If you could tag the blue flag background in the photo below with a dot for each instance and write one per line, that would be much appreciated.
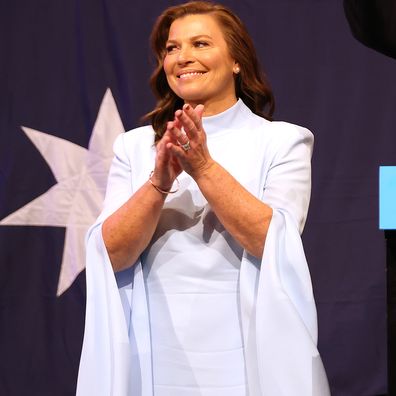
(58, 58)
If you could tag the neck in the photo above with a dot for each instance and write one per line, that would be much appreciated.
(214, 107)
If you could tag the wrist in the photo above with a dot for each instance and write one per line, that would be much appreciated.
(205, 171)
(160, 187)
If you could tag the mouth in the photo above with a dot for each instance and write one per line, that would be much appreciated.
(190, 74)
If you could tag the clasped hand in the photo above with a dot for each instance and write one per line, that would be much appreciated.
(185, 130)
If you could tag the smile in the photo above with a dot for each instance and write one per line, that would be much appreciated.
(190, 74)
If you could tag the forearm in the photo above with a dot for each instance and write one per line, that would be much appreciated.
(128, 231)
(244, 216)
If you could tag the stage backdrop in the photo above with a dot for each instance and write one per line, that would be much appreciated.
(73, 74)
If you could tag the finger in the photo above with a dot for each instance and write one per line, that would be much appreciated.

Problem to work on
Please write out all of the material above again, line for line, with every coordinate in the answers raised by 35. Leave the pictures out.

The output
If you could tag the blue flag background in the photo below with a dot for each instance and write one per line, that would be much appreciated.
(93, 93)
If you could tag the neck in the photo above with a dot for each instance and write one per line, that would be much appreciated.
(249, 142)
If you could tag the wrist in the photo above with a dot for each instance and write one per line, that would be much appreciated.
(240, 206)
(195, 222)
If you could tag the mouth in the photo above with a dot for each instance and write one per line, that would be much appreciated.
(225, 109)
If you could tag the clasped hand in the photo above with a dot for each instance and write one per line, that would be much appreciated.
(220, 165)
If you could tag the smile in the photo above with a dot for each instance and write one per line, that would be much appreciated.
(225, 109)
If you could tag the forearm in the photo above with a dot for each instance and write one per line, that would be much appreciated.
(163, 266)
(279, 251)
If you could tag the stage backdrop in the photo above with a dot for each instance and write one per line, that would be much appreciated.
(108, 109)
If you could tag the finger in the photo above with a dot for each instance and write one per line, that would be much appreciated.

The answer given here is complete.